A selection of the Akashic Rural Surreal Series.

Life is teetering on the edge of the apocalypse in and around the tiny Washington State coastal community that occupies the center of Firewater, a posthumously released, brutally funny environmental suspense novel. Contaminated oysters are rotting by the thousands in the mudflats outside the area's decrepit federal genetic-engineering laboratory, the employees of which have recently been terrorized by their new head scientist, a tyrannical, hygienically challenged, Neo-nazi named William Urbanchuk. Over at the local reservation, rumors are circulating that an elk, the tribal totem, was found beheaded on the side of the highway, and a band of violent mutant dwarves, equipped with automatic weapons and oversized genitals, have been sighted prowling the countryside. On the more distance horizon, towering toxic smog formations, personified by the local inhabitants as "tarbabies," have begun to shift and lurch ominously over the Cascade Mountains, generating forecasts of acid rain and sudden death.

→ Supplied data:
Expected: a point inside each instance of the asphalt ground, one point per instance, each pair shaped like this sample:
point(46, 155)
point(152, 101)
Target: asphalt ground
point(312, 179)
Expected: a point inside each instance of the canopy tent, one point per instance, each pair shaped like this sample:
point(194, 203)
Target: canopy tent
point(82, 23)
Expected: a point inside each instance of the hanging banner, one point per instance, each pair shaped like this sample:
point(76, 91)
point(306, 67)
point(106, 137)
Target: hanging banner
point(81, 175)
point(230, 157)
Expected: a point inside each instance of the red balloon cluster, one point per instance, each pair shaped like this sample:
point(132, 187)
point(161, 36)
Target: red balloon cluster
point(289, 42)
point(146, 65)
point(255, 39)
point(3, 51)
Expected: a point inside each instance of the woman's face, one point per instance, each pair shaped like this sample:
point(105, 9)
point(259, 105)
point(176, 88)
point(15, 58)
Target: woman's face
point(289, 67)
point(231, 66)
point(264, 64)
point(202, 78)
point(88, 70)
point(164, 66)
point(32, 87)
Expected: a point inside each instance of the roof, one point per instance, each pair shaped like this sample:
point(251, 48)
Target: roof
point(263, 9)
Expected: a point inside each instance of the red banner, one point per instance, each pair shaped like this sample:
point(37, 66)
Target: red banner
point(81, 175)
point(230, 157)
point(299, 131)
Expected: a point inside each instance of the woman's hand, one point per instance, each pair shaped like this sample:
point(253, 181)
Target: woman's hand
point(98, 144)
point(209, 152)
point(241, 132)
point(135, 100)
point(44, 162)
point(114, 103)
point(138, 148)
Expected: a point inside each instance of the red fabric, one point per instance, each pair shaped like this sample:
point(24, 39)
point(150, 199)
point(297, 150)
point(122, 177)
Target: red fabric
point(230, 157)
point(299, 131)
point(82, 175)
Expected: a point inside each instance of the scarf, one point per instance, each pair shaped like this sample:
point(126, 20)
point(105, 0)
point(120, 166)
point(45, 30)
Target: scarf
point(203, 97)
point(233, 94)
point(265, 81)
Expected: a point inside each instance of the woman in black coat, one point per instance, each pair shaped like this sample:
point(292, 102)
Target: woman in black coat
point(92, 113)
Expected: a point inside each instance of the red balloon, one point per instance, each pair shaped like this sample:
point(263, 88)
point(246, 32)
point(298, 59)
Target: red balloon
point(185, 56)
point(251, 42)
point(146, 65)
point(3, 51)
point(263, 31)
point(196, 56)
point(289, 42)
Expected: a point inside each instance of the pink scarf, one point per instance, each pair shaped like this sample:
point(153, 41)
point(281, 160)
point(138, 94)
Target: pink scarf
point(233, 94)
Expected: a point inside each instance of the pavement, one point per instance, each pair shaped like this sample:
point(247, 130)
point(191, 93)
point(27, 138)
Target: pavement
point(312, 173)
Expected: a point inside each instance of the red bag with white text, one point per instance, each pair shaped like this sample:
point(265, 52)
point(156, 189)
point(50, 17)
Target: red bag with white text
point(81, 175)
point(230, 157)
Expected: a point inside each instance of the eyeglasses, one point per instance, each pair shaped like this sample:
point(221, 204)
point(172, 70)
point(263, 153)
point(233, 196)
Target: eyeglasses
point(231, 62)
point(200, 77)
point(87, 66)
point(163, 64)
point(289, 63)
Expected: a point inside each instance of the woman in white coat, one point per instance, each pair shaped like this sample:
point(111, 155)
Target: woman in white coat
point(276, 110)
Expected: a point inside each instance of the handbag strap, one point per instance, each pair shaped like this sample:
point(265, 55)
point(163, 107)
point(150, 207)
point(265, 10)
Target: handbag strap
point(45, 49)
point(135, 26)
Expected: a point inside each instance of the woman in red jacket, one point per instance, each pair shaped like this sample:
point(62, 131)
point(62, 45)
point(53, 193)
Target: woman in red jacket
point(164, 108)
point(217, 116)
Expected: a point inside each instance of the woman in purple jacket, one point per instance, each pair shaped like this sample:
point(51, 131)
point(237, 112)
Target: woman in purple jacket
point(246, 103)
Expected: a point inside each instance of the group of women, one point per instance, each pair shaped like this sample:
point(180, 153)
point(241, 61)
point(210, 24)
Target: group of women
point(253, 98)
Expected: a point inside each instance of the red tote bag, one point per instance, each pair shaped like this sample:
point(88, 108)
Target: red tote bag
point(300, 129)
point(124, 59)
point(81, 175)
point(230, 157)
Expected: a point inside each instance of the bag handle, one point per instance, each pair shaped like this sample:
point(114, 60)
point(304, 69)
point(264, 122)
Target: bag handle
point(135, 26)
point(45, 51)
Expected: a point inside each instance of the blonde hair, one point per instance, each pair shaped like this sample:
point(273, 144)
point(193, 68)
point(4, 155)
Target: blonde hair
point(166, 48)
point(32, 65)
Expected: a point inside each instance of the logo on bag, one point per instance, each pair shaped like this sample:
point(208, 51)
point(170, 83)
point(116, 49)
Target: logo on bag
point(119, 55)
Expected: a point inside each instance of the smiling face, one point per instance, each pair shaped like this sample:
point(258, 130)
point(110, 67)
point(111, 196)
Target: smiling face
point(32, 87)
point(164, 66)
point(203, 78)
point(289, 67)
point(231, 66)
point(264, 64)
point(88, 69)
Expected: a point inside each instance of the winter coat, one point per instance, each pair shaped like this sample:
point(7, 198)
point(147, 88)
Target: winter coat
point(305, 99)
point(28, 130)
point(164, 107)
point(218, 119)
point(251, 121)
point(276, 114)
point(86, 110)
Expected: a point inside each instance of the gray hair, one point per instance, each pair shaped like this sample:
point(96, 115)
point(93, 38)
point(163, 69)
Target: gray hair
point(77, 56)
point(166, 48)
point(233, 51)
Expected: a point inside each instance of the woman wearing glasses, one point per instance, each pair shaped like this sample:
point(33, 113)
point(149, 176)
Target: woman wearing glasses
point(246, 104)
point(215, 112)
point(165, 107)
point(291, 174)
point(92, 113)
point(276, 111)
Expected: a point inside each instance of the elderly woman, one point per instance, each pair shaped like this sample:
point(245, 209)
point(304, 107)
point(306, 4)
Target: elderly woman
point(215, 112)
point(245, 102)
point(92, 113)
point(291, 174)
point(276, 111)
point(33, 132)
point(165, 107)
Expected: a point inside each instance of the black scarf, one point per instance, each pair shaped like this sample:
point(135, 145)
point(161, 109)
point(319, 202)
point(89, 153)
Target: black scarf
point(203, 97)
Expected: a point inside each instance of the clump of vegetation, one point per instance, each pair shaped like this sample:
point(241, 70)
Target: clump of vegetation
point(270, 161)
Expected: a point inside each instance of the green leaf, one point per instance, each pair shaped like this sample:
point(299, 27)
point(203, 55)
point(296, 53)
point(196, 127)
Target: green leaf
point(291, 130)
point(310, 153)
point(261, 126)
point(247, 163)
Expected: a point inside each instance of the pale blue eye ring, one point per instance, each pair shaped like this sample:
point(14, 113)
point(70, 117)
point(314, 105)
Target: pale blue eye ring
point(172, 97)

→ Tasks to carry out:
a) Decide whether each statement agrees with the book description: (i) Firewater was released after its author's death. (ii) The laboratory's new head scientist is named William Urbanchuk. (iii) The smog formations are moving over the Olympic Mountains. Answer yes or no for each and quote the words from the book description that decide it.
b) Answer these questions from the book description:
(i) What series is the book a selection of?
(ii) Where are the contaminated oysters rotting?
(iii) What animal is the tribal totem?

→ Results for each task:
a)
(i) Yes: "a posthumously released, brutally funny environmental suspense novel"
(ii) Yes: "a tyrannical, hygienically challenged, Neo-nazi named William Urbanchuk"
(iii) No: "over the Cascade Mountains"

b)
(i) The Akashic Rural Surreal Series.
(ii) In the mudflats outside the area's decrepit federal genetic-engineering laboratory.
(iii) An elk.